### WORK TASK
Leave the pictures out and restate every line below exactly.

BEGIN INFORMATION

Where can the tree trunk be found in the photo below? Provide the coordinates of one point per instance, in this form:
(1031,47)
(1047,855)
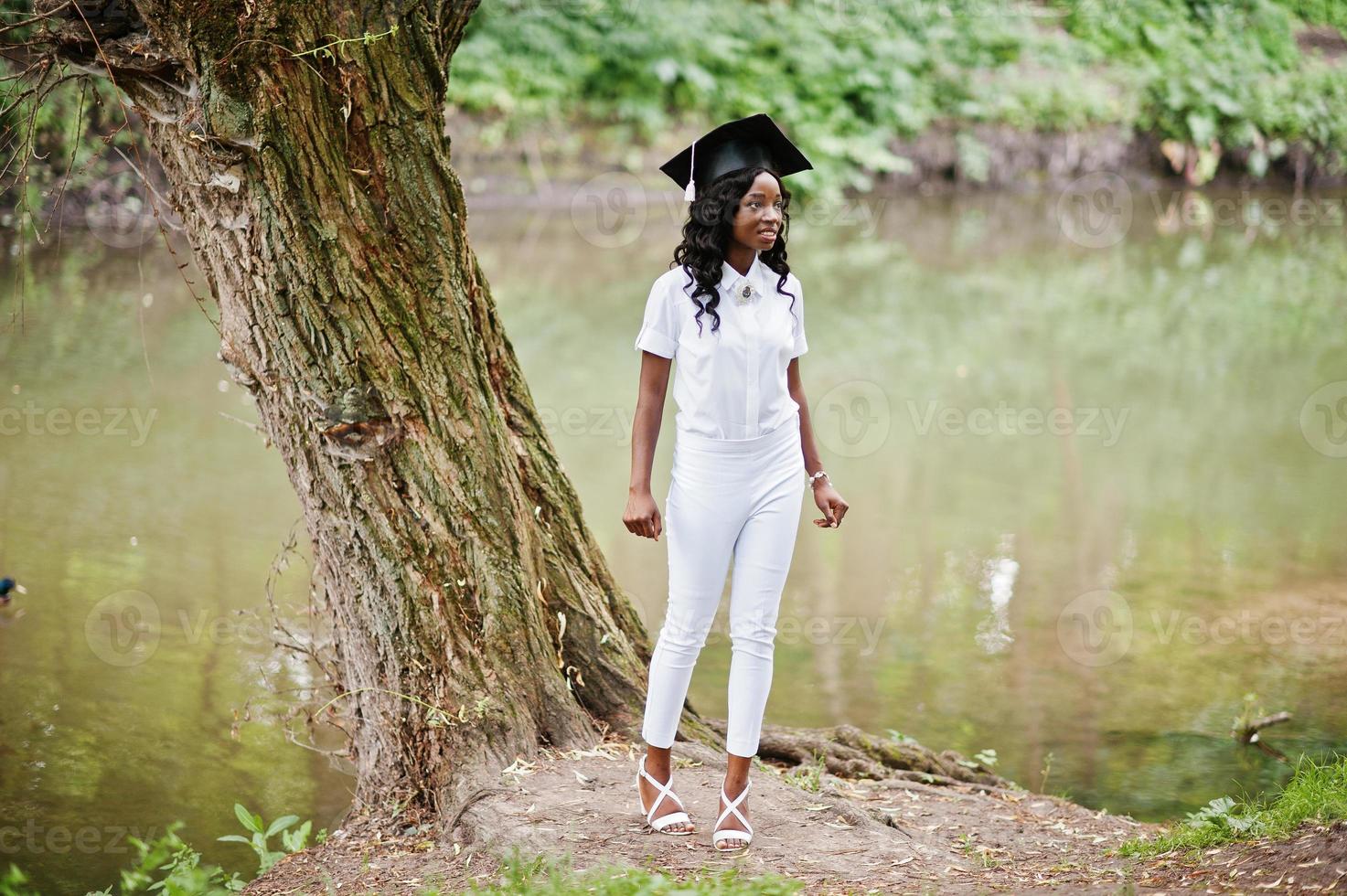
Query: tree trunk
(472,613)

END INFORMATION

### WRITTEN ANSWER
Where can the tree trunk be found in the photo below? Provide the coordinates of one point per instance, in this form:
(1031,47)
(1047,855)
Query: tree trunk
(472,613)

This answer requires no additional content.